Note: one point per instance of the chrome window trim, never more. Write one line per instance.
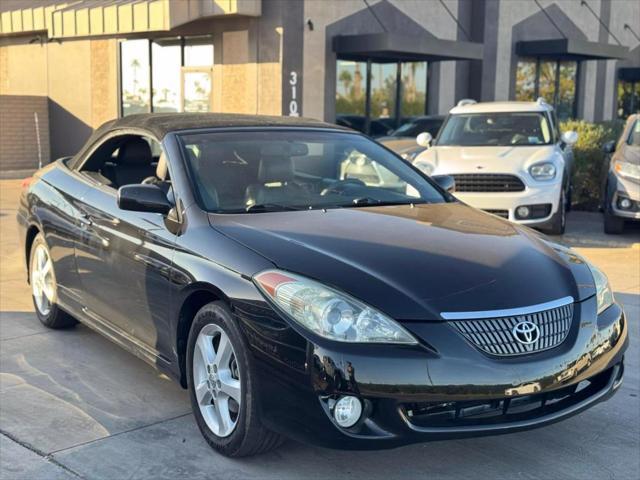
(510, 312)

...

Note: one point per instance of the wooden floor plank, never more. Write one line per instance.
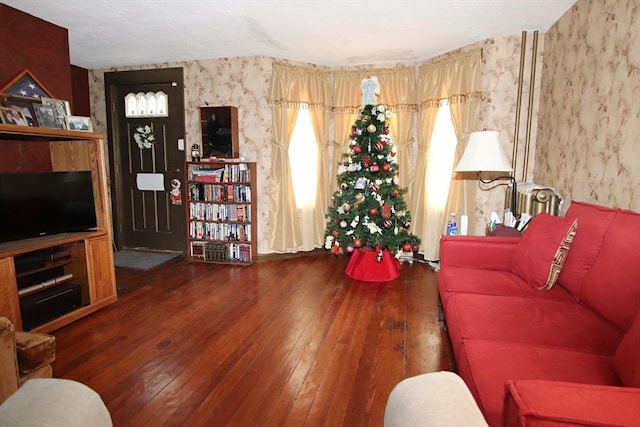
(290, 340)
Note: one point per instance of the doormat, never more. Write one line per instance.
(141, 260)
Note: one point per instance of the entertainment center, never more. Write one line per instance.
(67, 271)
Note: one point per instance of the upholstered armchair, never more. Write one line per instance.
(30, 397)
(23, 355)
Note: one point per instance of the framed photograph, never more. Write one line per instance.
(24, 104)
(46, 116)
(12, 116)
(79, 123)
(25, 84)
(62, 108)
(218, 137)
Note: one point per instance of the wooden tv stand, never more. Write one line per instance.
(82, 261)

▶ **WHAT THIS TASK INVOLVES**: Please list every line above that contains the word "wooden", treating uppercase and lowercase as different.

▶ **ANSWER TO THE EXERCISE**:
Note: one point per instance of the wooden floor plank, never more. Write one line per instance.
Note: one point per instance of the wooden tv stand, never more. Write one line per instance.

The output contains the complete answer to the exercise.